• Supplied data
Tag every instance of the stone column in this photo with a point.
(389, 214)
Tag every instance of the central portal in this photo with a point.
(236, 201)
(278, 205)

• Assigned task
All the records shown above need to be given again exactly.

• Your response
Tag every instance of the stone column in this photo with a point.
(389, 214)
Tag every instance of the central portal in this photo with a point.
(236, 201)
(278, 205)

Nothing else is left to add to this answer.